Objective
Copy the part of the data below that opens with the line containing "Quiz — Where exactly is the man's hand?" and closes with the line containing "[844,532,882,560]", keeping both of those lines and leaving out the pictures.

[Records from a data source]
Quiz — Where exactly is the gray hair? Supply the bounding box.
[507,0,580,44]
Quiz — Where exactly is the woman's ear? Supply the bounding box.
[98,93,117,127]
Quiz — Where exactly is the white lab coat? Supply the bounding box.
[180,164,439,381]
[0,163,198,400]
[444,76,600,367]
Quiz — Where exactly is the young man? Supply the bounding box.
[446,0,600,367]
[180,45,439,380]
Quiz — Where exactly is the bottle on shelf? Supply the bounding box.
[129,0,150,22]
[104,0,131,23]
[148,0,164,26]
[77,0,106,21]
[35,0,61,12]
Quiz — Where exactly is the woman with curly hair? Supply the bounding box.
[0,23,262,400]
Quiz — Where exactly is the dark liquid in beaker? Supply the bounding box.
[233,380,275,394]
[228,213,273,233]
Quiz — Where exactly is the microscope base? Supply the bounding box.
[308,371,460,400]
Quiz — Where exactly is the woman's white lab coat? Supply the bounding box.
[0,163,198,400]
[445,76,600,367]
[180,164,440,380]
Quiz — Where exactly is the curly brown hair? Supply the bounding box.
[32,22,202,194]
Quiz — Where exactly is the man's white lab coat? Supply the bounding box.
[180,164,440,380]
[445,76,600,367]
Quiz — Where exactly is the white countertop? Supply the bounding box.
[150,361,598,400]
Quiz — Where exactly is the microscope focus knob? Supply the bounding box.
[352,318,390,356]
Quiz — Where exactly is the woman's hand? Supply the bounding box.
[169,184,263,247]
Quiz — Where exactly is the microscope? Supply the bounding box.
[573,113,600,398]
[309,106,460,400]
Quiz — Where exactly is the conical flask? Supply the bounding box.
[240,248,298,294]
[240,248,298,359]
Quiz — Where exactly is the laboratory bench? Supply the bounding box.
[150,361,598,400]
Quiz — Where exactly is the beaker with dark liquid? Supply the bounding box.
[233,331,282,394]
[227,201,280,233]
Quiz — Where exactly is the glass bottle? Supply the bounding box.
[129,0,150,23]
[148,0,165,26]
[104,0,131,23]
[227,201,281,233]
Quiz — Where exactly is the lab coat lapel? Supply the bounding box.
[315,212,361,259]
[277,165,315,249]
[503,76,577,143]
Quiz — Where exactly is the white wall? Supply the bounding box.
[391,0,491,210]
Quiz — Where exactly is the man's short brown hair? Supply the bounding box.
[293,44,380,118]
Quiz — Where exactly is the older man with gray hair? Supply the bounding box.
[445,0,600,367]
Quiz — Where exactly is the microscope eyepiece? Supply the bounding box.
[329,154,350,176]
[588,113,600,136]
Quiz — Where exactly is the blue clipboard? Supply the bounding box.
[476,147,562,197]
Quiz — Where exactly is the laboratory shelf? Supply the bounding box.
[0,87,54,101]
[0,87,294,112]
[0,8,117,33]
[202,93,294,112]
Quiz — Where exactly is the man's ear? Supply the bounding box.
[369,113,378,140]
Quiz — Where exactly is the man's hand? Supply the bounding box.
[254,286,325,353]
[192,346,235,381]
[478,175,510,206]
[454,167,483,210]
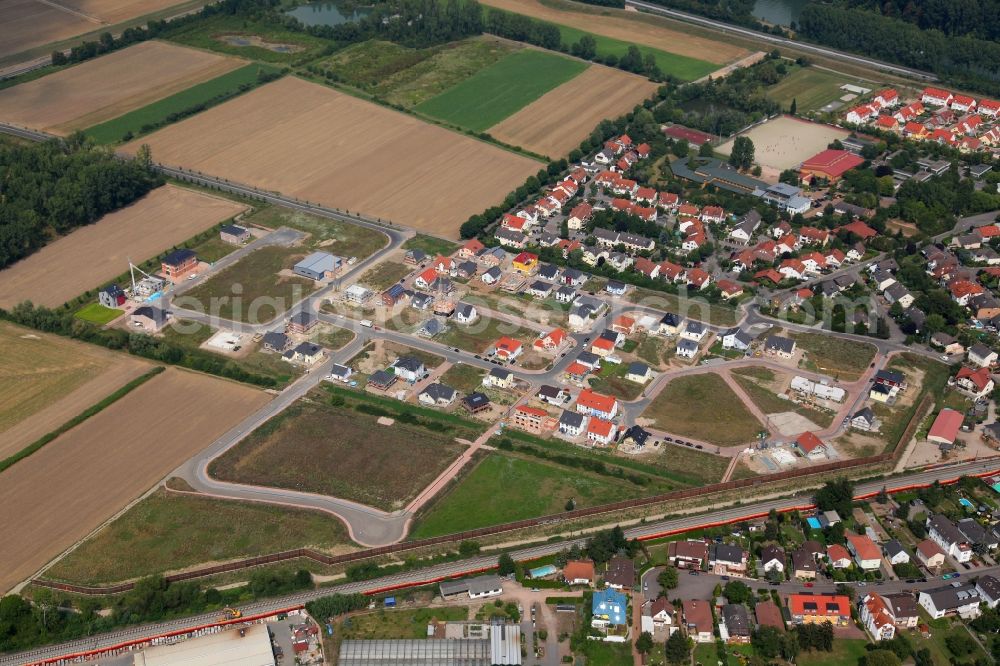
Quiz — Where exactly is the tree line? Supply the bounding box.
[799,3,1000,95]
[0,134,163,269]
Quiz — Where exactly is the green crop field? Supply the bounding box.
[411,453,655,539]
[73,303,124,326]
[415,49,587,132]
[767,67,856,113]
[85,64,278,143]
[46,489,352,584]
[556,24,720,81]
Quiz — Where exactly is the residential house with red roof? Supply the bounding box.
[576,389,618,419]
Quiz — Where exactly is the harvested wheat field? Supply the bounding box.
[123,76,542,238]
[0,185,246,308]
[0,322,150,459]
[483,0,748,65]
[0,368,270,594]
[0,0,197,58]
[0,41,246,135]
[486,65,657,158]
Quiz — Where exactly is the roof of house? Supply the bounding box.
[788,594,851,617]
[844,532,882,560]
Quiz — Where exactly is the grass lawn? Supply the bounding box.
[436,317,538,354]
[210,392,463,510]
[316,324,354,351]
[624,287,737,326]
[85,64,277,143]
[183,246,316,323]
[184,235,240,264]
[73,303,124,326]
[590,363,646,400]
[795,638,880,666]
[163,319,302,387]
[411,453,650,539]
[792,333,876,382]
[414,49,587,132]
[318,35,521,108]
[734,375,834,428]
[46,489,351,584]
[337,606,469,641]
[166,15,331,64]
[765,67,856,113]
[358,261,413,291]
[643,374,763,446]
[403,234,458,257]
[556,22,721,81]
[439,363,486,393]
[657,444,729,484]
[247,206,389,261]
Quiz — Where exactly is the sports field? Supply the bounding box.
[124,77,540,238]
[414,49,587,132]
[488,65,656,158]
[716,116,849,172]
[0,185,245,308]
[0,322,149,459]
[483,0,749,70]
[45,489,354,585]
[0,368,270,592]
[0,0,194,58]
[209,398,464,511]
[642,373,764,444]
[86,64,277,143]
[0,41,245,135]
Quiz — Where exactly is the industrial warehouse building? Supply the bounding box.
[292,252,342,280]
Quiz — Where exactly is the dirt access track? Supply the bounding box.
[0,185,246,308]
[0,322,151,459]
[483,0,748,65]
[0,0,198,58]
[123,76,544,238]
[487,65,657,159]
[0,41,246,136]
[0,368,271,594]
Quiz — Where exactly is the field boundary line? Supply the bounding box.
[0,365,166,472]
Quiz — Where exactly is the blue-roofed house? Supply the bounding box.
[590,587,628,640]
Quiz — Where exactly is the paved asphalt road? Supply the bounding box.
[7,461,1000,664]
[625,0,938,81]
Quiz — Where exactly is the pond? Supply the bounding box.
[287,2,372,26]
[753,0,809,25]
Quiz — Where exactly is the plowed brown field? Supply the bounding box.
[0,322,150,459]
[123,77,542,238]
[0,0,202,58]
[0,185,246,308]
[487,65,657,159]
[483,0,747,65]
[0,41,240,135]
[0,368,270,594]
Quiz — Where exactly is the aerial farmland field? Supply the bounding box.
[415,49,587,132]
[0,368,270,591]
[487,65,657,158]
[0,185,246,308]
[124,76,541,238]
[483,0,749,72]
[0,322,149,459]
[0,0,199,58]
[0,41,246,135]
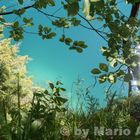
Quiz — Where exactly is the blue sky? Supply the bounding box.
[1,2,130,105]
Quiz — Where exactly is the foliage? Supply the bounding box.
[0,0,140,95]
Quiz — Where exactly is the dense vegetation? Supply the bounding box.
[0,0,140,140]
[0,39,140,140]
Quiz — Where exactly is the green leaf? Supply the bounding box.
[124,73,132,82]
[49,83,54,89]
[98,74,106,84]
[66,2,79,16]
[108,73,117,84]
[56,96,68,104]
[99,63,108,72]
[91,68,101,74]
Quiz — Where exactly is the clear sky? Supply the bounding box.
[1,0,130,105]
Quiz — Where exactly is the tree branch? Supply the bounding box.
[0,3,35,16]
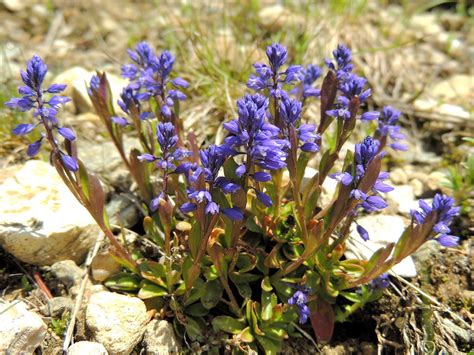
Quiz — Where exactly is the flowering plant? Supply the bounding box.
[6,43,459,353]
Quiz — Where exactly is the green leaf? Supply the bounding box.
[229,271,261,283]
[78,160,90,199]
[184,278,206,306]
[138,280,168,300]
[104,272,142,291]
[255,335,282,355]
[185,317,205,341]
[188,221,202,258]
[184,302,209,317]
[340,292,364,303]
[234,283,252,299]
[201,280,224,309]
[212,316,247,334]
[261,276,273,292]
[239,327,255,343]
[261,291,277,321]
[262,322,287,341]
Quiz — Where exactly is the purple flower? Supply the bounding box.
[339,74,372,103]
[222,207,244,221]
[267,43,288,71]
[329,172,353,186]
[411,194,460,247]
[58,127,76,141]
[288,288,311,324]
[119,42,185,120]
[27,136,43,157]
[376,106,407,151]
[280,97,302,125]
[5,55,78,171]
[255,190,273,207]
[247,43,305,99]
[369,273,390,290]
[360,111,380,121]
[61,153,79,171]
[326,44,352,73]
[356,224,369,242]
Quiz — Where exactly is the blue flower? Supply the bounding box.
[121,42,189,120]
[376,106,408,151]
[224,94,288,206]
[138,122,191,211]
[329,136,393,213]
[5,55,79,171]
[266,43,288,71]
[411,194,461,247]
[181,145,244,220]
[369,273,390,290]
[326,44,353,75]
[247,43,305,98]
[279,96,321,153]
[288,287,311,324]
[356,222,370,242]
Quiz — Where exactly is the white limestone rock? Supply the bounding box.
[344,214,416,277]
[0,302,47,354]
[0,160,99,265]
[53,67,128,113]
[143,319,180,355]
[67,341,108,355]
[86,292,148,355]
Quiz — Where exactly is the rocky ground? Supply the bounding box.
[0,0,474,354]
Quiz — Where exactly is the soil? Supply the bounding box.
[0,0,474,355]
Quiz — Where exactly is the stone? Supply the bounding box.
[390,168,408,185]
[40,297,74,317]
[0,301,47,354]
[411,12,444,36]
[2,0,28,12]
[78,138,141,191]
[67,341,108,355]
[426,171,447,191]
[258,4,305,30]
[51,260,84,287]
[53,67,128,113]
[437,104,472,120]
[91,254,121,282]
[387,185,418,215]
[0,160,99,265]
[413,240,441,268]
[429,74,474,101]
[410,179,425,197]
[143,319,180,355]
[344,214,417,277]
[86,292,148,355]
[106,194,139,228]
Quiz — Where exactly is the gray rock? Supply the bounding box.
[0,160,99,265]
[106,194,139,228]
[0,302,47,354]
[53,67,128,113]
[387,185,418,215]
[344,214,416,277]
[67,341,108,355]
[41,297,74,317]
[86,292,148,355]
[413,240,441,267]
[78,138,140,191]
[91,254,121,282]
[51,260,84,287]
[390,168,408,185]
[143,319,180,355]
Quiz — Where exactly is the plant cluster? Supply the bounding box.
[7,42,459,353]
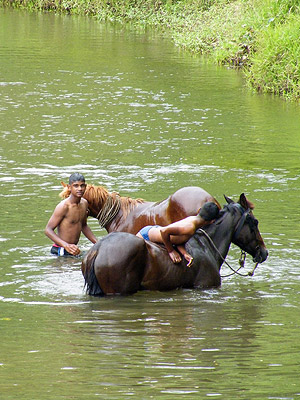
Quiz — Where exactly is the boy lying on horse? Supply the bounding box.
[136,202,219,267]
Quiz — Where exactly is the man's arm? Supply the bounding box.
[45,203,80,256]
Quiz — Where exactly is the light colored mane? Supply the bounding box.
[59,182,145,218]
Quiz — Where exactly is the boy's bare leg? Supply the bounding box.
[177,245,194,267]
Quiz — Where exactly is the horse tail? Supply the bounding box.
[81,250,104,296]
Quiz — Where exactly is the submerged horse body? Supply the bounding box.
[60,183,221,234]
[82,194,268,295]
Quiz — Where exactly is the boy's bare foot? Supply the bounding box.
[184,254,194,267]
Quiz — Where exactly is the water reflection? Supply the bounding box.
[0,10,300,400]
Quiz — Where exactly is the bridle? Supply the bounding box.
[198,203,259,278]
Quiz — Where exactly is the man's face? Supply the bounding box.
[68,181,86,197]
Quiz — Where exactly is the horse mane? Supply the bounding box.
[59,182,145,218]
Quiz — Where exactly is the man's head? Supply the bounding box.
[69,172,85,185]
[199,201,219,221]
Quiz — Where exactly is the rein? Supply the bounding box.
[198,214,259,278]
[96,196,121,228]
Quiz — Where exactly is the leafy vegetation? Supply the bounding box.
[0,0,300,100]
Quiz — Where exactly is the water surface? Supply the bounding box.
[0,10,300,400]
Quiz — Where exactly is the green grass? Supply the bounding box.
[0,0,300,100]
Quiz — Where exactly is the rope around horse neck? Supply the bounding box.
[198,228,259,278]
[96,196,121,228]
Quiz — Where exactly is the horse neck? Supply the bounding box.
[84,185,109,218]
[84,185,144,232]
[206,211,238,259]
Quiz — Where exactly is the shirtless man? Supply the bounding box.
[45,173,97,256]
[136,202,219,267]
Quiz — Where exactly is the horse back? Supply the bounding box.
[82,232,146,295]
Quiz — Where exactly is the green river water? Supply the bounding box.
[0,9,300,400]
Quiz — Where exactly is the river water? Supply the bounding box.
[0,9,300,400]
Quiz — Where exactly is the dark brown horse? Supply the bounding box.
[60,183,221,234]
[82,194,268,296]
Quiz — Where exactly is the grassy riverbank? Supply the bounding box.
[0,0,300,100]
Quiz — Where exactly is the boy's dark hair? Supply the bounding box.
[199,201,219,221]
[69,172,85,185]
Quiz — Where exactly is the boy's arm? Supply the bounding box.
[82,223,98,243]
[45,203,80,256]
[45,204,66,247]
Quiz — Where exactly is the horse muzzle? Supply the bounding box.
[253,246,269,263]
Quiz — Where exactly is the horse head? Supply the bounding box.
[224,193,268,263]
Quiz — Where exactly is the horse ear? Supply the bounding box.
[224,194,234,204]
[238,193,254,210]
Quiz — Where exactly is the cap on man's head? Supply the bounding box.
[199,201,219,221]
[69,172,85,185]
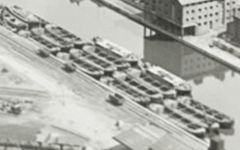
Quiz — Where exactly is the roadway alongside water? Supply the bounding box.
[1,0,240,150]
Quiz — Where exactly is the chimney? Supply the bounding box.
[208,135,225,150]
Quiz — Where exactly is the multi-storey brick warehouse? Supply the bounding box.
[145,0,237,35]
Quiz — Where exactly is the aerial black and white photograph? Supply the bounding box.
[0,0,240,150]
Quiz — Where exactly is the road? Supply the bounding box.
[94,0,240,72]
[0,26,207,150]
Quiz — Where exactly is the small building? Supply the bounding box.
[144,0,237,36]
[0,6,41,30]
[227,7,240,43]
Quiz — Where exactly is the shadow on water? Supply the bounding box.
[144,33,229,85]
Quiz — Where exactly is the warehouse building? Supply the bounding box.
[144,0,237,36]
[227,7,240,43]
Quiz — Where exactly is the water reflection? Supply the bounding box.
[144,34,228,85]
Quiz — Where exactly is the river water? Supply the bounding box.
[0,0,240,150]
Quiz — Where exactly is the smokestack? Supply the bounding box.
[208,135,225,150]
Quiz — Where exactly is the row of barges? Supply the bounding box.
[0,6,234,137]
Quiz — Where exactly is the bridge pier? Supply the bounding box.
[143,27,157,37]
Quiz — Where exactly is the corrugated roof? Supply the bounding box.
[178,0,210,5]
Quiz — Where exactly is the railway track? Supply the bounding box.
[0,26,207,147]
[0,87,50,98]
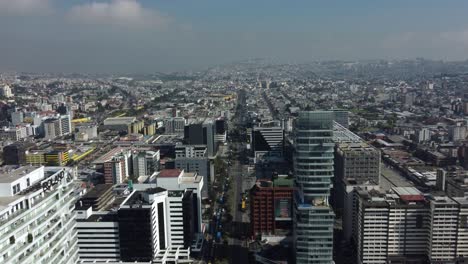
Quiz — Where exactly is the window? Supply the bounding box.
[13,183,21,194]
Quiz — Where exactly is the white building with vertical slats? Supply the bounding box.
[353,187,468,264]
[0,166,78,264]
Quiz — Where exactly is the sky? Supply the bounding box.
[0,0,468,73]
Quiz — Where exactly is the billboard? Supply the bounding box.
[275,198,292,221]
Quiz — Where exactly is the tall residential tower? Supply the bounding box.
[293,111,335,264]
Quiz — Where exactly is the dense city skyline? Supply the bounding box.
[0,0,468,73]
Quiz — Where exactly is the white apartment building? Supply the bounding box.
[0,166,78,264]
[353,187,468,264]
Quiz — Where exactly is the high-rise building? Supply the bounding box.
[3,142,35,165]
[0,166,78,264]
[448,125,467,141]
[293,111,335,264]
[333,109,349,128]
[132,150,160,179]
[215,118,227,143]
[184,120,217,157]
[335,141,380,185]
[43,115,72,139]
[353,187,468,264]
[250,126,284,161]
[104,152,130,184]
[164,117,186,135]
[414,127,431,143]
[174,145,211,195]
[0,85,13,98]
[250,177,294,235]
[75,184,195,264]
[11,111,24,126]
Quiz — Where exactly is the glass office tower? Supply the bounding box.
[294,111,335,264]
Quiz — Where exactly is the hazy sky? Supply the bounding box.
[0,0,468,73]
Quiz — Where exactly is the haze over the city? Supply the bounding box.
[0,0,468,73]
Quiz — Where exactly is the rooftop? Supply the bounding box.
[93,147,124,164]
[0,165,40,183]
[83,184,112,199]
[158,169,182,178]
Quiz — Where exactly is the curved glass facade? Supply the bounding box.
[293,111,335,264]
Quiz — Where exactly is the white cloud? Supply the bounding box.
[440,29,468,45]
[0,0,52,15]
[68,0,170,28]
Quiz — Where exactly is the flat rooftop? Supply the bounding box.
[0,165,40,183]
[379,164,414,191]
[82,184,113,199]
[158,169,182,178]
[93,147,124,164]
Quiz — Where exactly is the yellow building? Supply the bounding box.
[44,151,69,166]
[128,120,145,134]
[25,151,46,166]
[143,123,156,136]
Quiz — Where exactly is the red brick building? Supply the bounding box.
[250,177,293,235]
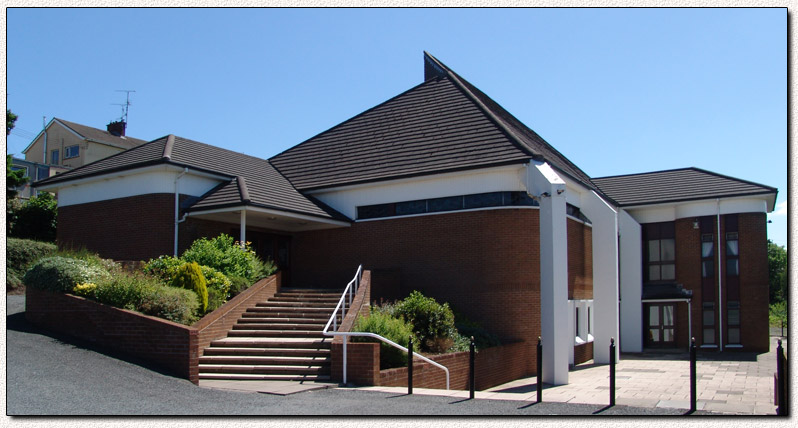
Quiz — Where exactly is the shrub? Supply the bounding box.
[180,234,274,282]
[352,307,418,369]
[72,282,97,299]
[172,262,208,313]
[200,266,230,312]
[7,192,58,242]
[144,256,183,282]
[228,276,252,299]
[394,290,457,352]
[136,285,199,325]
[22,256,110,292]
[94,273,199,325]
[6,238,57,274]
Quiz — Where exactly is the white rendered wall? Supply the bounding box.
[308,165,526,219]
[58,167,221,207]
[527,163,574,385]
[580,191,620,364]
[620,210,643,352]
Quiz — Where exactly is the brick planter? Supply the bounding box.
[25,273,280,383]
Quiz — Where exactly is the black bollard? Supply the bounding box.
[690,337,697,412]
[407,337,413,395]
[776,339,787,416]
[610,337,615,406]
[536,336,543,403]
[468,336,476,400]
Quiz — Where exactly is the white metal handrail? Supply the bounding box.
[322,265,449,390]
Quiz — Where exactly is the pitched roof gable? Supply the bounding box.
[270,52,595,190]
[37,135,346,220]
[593,167,778,207]
[55,118,146,149]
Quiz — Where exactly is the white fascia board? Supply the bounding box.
[622,195,775,223]
[37,164,231,192]
[189,205,351,227]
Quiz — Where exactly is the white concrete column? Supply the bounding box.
[527,163,574,385]
[618,210,643,352]
[581,191,626,364]
[238,208,247,249]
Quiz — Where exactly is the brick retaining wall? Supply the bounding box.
[25,274,280,383]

Solved problem
Quiz — Where exactly is the man's hand? Supply the bounding box.
[254,286,325,353]
[192,346,235,381]
[478,175,510,206]
[454,167,483,210]
Quiz — Where exactly is the tree line? Supply the bounding box.
[799,3,1000,95]
[0,134,163,269]
Quiz — Where exactly is the green crop field? Supply the bounding box.
[411,453,655,539]
[73,303,124,326]
[415,49,587,132]
[767,67,856,113]
[85,64,278,143]
[46,489,352,584]
[556,24,720,81]
Quiz — Where exactly is the residential house with red roof? Supply the bounding box.
[576,389,618,419]
Quiz — Where exactly is the harvested wheat field? Supply the bounding box.
[123,76,542,238]
[0,185,246,308]
[0,322,150,459]
[483,0,748,65]
[0,368,270,594]
[0,0,197,58]
[0,41,246,135]
[486,65,657,158]
Quiz — Where exactly is the roof of house? Supply the bounding box.
[788,594,851,617]
[844,532,882,560]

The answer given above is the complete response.